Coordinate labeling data
++++
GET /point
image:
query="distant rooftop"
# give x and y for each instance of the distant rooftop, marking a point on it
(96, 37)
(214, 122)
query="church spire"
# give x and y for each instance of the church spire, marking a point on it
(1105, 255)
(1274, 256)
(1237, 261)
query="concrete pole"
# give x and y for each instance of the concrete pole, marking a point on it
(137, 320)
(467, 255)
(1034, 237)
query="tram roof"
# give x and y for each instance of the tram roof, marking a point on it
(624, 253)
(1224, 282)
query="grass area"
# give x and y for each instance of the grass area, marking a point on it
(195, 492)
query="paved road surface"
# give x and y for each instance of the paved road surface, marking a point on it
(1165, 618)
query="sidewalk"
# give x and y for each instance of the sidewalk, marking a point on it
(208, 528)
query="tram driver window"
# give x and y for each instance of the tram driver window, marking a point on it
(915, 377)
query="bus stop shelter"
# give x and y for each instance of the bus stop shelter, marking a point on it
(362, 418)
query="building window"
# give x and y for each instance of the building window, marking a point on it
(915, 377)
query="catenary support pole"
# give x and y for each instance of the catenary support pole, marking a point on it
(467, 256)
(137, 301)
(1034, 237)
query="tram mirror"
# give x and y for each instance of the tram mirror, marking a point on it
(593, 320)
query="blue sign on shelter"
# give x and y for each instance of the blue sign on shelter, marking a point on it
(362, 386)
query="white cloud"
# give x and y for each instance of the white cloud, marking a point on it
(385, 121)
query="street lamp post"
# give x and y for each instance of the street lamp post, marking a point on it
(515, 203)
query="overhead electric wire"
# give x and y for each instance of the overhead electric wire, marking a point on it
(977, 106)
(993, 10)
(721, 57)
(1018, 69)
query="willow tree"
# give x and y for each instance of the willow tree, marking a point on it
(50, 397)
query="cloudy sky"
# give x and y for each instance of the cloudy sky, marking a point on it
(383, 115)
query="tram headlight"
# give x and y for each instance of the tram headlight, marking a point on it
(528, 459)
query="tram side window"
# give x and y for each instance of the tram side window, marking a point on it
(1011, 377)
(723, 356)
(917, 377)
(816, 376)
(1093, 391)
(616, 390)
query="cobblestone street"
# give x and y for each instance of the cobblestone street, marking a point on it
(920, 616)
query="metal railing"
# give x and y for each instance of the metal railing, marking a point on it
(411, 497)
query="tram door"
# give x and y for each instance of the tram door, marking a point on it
++++
## Instructions to follow:
Starting at the beginning of the material and ending at the line that contains "(1224, 282)", rescale that stretch by writing out every line again, requests included, with each coordinate in the answers multiplied by 1.4. Round each result to a whole number, with halves rounded up.

## Finished answer:
GET /point
image:
query="distant rooftop"
# give x and y for each instance of the distant rooftop, marking a point on it
(134, 52)
(300, 171)
query="church spire"
# give x and y for each instance of the church spire, marking a point on it
(1547, 357)
(1784, 358)
(1732, 365)
query="concrete pole"
# give x and y for each instance of the concrete pole, marking a point on it
(192, 448)
(654, 357)
(1448, 332)
query="tram roof"
# give x and y for each instance of the tram roof, marking a point on it
(874, 354)
(1714, 395)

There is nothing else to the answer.